_Instrucciones:_
1. Reproduzca textualmente el pasaje del fragmento sobre Salmerón que va desde "Vaya revuelo el" hasta "análisis y profundidad.".
2. Según el fragmento sobre Salmerón, ¿qué cargo ocupaba Pedro Salmerón cuando hizo sus declaraciones?

_Fragmento proporcionado:_
# # # # # # #

Vaya revuelo el generado a raíz de las declaraciones de Pedro Salmerón, en ese entonces todavía director del Instituto Nacional de Estudios Históricos de las Revoluciones de México, quien se refirió al comando guerrillero que intentó secuestrar y terminó asesinando a Eugenio Garza Sada en 1973, como un grupo de “jóvenes valientes”.
La desafortunada declaración no solo le costó el puesto a Salmerón, sino que generó una oleada de comentarios y reacciones viscerales que en vez de aportar a un mejor entendimiento de uno de los periodos más convulsos de la vida política y social moderna de México, terminó enredando y enlodando un capítulo histórico que merece mucho más análisis y profundidad.
La falta de Salmerón fue magnificada por algunos y sacada de contexto por otros, pero su reacción no le ayudó: en vez de explicar el sentido de sus palabras y de ofrecer disculpas a quienes hubiera ofendido, optó por el silencio elevado al cuadrado: cerró de inmediato sus cuentas en redes sociales y dejó que fuere el INEHRM el que diera una tardía e insuficiente respuesta a una declaración que tocó fibras muy sensibles en el de por sí tenso y polarizado ambiente que se respira hoy en el mundo de la política y el empresariado.

# # # # # # #

_Extracto de datos:_
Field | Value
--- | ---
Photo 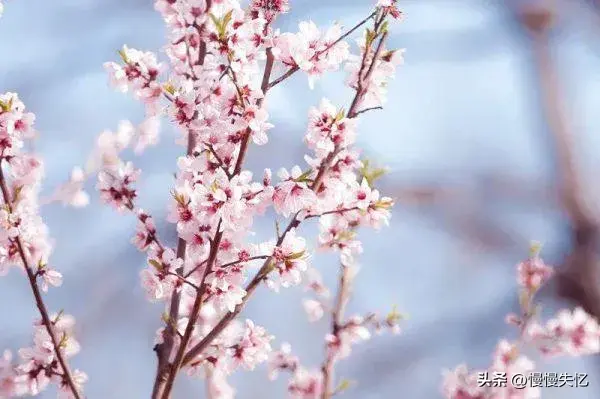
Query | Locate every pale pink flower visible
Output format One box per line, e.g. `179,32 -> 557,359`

268,342 -> 300,381
273,166 -> 316,217
288,367 -> 323,399
302,299 -> 324,323
517,256 -> 554,292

# # # # # # #

_Respuestas:_
1.
Vaya revuelo el generado a raíz de las declaraciones de Pedro Salmerón, en ese entonces todavía director del Instituto Nacional de Estudios Históricos de las Revoluciones de México, quien se refirió al comando guerrillero que intentó secuestrar y terminó asesinando a Eugenio Garza Sada en 1973, como un grupo de “jóvenes valientes”.
La desafortunada declaración no solo le costó el puesto a Salmerón, sino que generó una oleada de comentarios y reacciones viscerales que en vez de aportar a un mejor entendimiento de uno de los periodos más convulsos de la vida política y social moderna de México, terminó enredando y enlodando un capítulo histórico que merece mucho más análisis y profundidad.

2. Era director del Instituto Nacional de Estudios Históricos de las Revoluciones de México.